- [WHAT YOU SHOULD DO]:
Faithfully return all lines, omitting every embedded picture.

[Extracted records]
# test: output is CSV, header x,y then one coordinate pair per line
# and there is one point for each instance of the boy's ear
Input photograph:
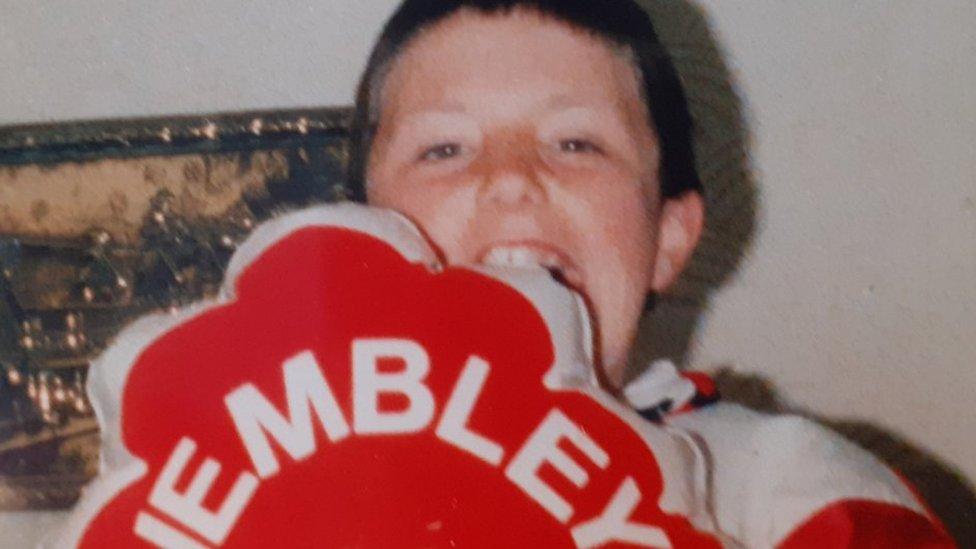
x,y
680,223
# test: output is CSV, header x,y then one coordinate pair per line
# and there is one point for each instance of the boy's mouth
x,y
533,254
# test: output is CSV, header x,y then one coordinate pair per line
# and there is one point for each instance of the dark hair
x,y
620,22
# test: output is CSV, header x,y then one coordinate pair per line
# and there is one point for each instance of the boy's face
x,y
518,140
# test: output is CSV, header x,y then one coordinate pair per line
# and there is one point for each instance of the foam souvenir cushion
x,y
347,391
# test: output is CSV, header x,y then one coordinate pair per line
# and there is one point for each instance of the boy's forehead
x,y
473,58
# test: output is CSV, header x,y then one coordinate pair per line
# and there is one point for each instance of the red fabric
x,y
867,524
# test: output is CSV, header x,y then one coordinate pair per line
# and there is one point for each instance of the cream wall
x,y
859,299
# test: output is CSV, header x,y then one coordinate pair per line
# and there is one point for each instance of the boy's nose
x,y
513,174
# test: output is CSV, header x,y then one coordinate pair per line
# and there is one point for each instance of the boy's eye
x,y
578,146
441,152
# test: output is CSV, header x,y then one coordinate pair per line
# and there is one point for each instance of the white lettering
x,y
187,508
613,524
305,388
543,447
368,383
161,534
452,427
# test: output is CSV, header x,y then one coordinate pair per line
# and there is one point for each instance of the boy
x,y
556,133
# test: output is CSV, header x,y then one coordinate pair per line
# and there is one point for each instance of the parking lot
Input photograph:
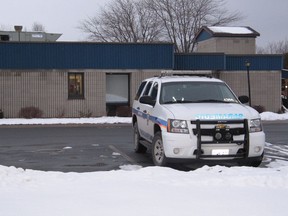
x,y
85,148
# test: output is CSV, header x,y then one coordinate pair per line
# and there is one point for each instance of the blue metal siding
x,y
200,61
257,62
86,56
284,74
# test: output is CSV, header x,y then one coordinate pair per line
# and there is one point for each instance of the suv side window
x,y
147,89
154,91
140,89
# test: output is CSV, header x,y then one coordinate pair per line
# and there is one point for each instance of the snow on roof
x,y
231,30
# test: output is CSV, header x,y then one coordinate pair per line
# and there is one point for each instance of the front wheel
x,y
138,147
158,153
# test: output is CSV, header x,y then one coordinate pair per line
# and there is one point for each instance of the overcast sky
x,y
63,16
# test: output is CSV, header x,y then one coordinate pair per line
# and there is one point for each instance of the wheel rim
x,y
158,151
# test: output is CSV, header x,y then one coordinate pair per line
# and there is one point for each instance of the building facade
x,y
76,79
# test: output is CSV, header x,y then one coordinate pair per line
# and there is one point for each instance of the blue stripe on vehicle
x,y
154,119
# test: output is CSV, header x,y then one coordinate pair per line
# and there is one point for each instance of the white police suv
x,y
195,119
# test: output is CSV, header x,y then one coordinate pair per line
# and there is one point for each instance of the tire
x,y
158,154
138,147
254,163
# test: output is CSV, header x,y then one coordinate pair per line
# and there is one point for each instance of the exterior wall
x,y
233,45
48,90
265,87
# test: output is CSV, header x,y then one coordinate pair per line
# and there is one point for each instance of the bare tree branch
x,y
161,20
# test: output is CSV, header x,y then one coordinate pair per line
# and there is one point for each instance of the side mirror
x,y
243,99
147,100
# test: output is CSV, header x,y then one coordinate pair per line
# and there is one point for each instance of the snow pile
x,y
270,116
50,121
230,30
145,191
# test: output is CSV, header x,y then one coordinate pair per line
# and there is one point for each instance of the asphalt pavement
x,y
86,148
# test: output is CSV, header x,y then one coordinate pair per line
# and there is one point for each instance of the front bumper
x,y
200,143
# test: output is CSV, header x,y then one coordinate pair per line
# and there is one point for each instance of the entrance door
x,y
117,94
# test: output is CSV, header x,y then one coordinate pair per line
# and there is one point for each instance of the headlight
x,y
255,125
177,126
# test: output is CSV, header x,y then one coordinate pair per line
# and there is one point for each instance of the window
x,y
154,91
75,85
140,90
147,89
117,88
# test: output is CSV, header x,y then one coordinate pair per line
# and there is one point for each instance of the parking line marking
x,y
129,159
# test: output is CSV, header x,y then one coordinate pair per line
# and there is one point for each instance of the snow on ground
x,y
149,191
267,116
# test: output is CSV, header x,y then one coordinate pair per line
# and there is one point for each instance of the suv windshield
x,y
196,92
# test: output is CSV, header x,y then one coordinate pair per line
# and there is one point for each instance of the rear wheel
x,y
138,147
158,153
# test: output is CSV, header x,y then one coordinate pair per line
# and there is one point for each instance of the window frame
x,y
76,96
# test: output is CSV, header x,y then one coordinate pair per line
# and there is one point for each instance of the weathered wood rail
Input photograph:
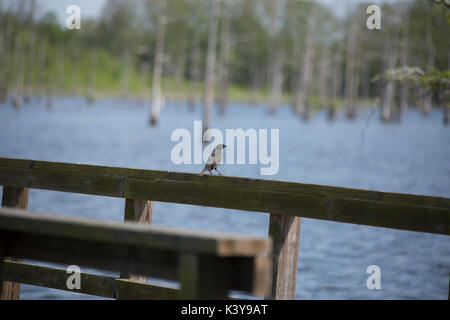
x,y
207,265
286,202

- [SOLVED EXERCISE]:
# test: output is CSV, header x,y then one coordinate pair per line
# and there is one point for each instance of the boy's ear
Input photograph:
x,y
680,223
# test: output is CSV, header x,y then one coordinate pair per line
# and there is one point for each instance of the boy's mouth
x,y
533,254
# test: output is CSV, header x,y then one coordinate pair per line
# and there is one point for each instance of the dark hair
x,y
620,22
# test: output is CSV, header x,y then one coordinate pair per line
# and there is one point for each instance of the boy's face
x,y
518,140
# test: output is CSV, header x,y then one coordinate pair per line
# and there is one point for each instance of the foam souvenir cushion
x,y
347,391
# test: output is CSV, header x,y then one coordinate pair per line
# and there is one point for each instance of the boy's forehead
x,y
473,58
# test: output is CSV, header x,y then one coordinate pair per line
# and there is one point for each instance of the red fabric
x,y
867,524
# test: output is CSV, header x,y then one coordinate pair per line
# and there is one point for each instance of the cream wall
x,y
859,299
# test: output is CSV, header x,y then one coordinate pair per line
# and there is one point for each instance of the boy's nose
x,y
513,174
# test: output is CSV, header x,y then one coordinate pair per line
# and there is one point for each instance of the boy's eye
x,y
578,146
441,152
# test: output is CSV, header x,y then one coordinate pair per line
# and there is one point for each instance of the white lettering
x,y
187,508
613,524
305,388
543,447
368,383
161,534
452,427
# test: output is CSV, header x,y then one coordinate pair per line
# and there is one point for each instance of the boy
x,y
556,133
# test: output is CSV, header x,y then one coordinate pair per line
# and there is one point for each instance of the parking lot
Input photograph:
x,y
85,148
# test: output is CSV, header x,y then one coordinate pair per line
# and there is one point for each instance of the blue metal siding
x,y
200,61
257,62
86,56
284,74
# test: output is CSV, header x,y then one coordinate pair per line
# and there is one point for each instance of the suv side window
x,y
147,89
154,91
140,89
# test: output is CSV, header x,y then one coordinate pair per line
# and there is one point for each instance of the snow on roof
x,y
231,30
# test: output is CSV, header x,y then one coordinate pair per line
# and there is one point for each instance of the front wheel
x,y
138,147
158,153
# test: output is CSV, header x,y then one coordinate pair per line
# and there is one point for each instance of the overcast sky
x,y
63,16
# test: output is CSV, header x,y then one coordinate pair per line
# and there is one point for each instance of the wheel rim
x,y
158,151
# test: output is CSV, header x,y then one coordinate pair per line
# and there is one point for each instance of the building facade
x,y
76,79
# test: output is CSV, header x,y then one coordinate pair per line
# and there is one point for each instance of the blue stripe on vehicle
x,y
154,119
# test: output is CSV, header x,y then one coordinate pair per line
# and there is one point for each instance of the white police suv
x,y
195,119
# test: output is CSV, header x,y then one coordinate pair per line
# and there is one point for each instance of the tire
x,y
158,154
138,147
254,163
# test: output is CSV, header x,y then one coordinate pair per line
# and there is one point for each instance of the exterior wall
x,y
233,45
48,90
265,87
# test: output is CSV, header x,y then one coordinate pair per line
# and there is one point for each instance of the bare tree branch
x,y
161,20
# test: output is CSV, header x,y then one coordinate pair per line
# and there is one point for each instance of the side mirror
x,y
243,99
147,100
# test: output is CSV, header x,y then one coordinate pair per line
# and there is one point for each instance of the snow pile
x,y
270,116
50,121
230,30
145,191
# test: output is CSV, header x,y then one coordinate pair per line
# and there is one point for each instance of the asphalt pavement
x,y
86,148
# test: output is CSV, header x,y then one coordinate pair per line
# and there is one point for each instance of the front bumper
x,y
200,143
# test: output is CSV, header x,y then one coordinate pair per line
# and there is one point for each instance of the entrance door
x,y
117,94
# test: output is CSV, header x,y then one coordinate pair per line
# and there is one point for each instance of the headlight
x,y
255,125
177,126
# test: output is CSV, header x,y then one coordinate pair per line
# and there is one point for each instance of the window
x,y
154,91
75,85
140,90
147,89
117,88
# test: output is CSV, header x,y then one coordinate pair per line
# and there is one point for each instance of the parking line marking
x,y
129,159
# test: output is CSV, header x,y then one coordinate pair per line
# and there is one point for each instance of the snow on ground
x,y
149,191
267,116
# test: output is CSV, header x,y then one coordinate pair per line
# and there is one point for each instance of the suv windshield
x,y
196,92
# test: output is CSV, header x,y then one coordinate pair per line
# and there is one point for each instance of the rear wheel
x,y
138,147
158,153
# test: output is CSV, header x,y then one coordinate pair per line
# and there is one point for each instance of the window frame
x,y
76,96
# test: output is CSV, header x,y then one coordinate pair per line
# and there is one point for each instance of the weathered wood rail
Input photograph:
x,y
207,265
286,202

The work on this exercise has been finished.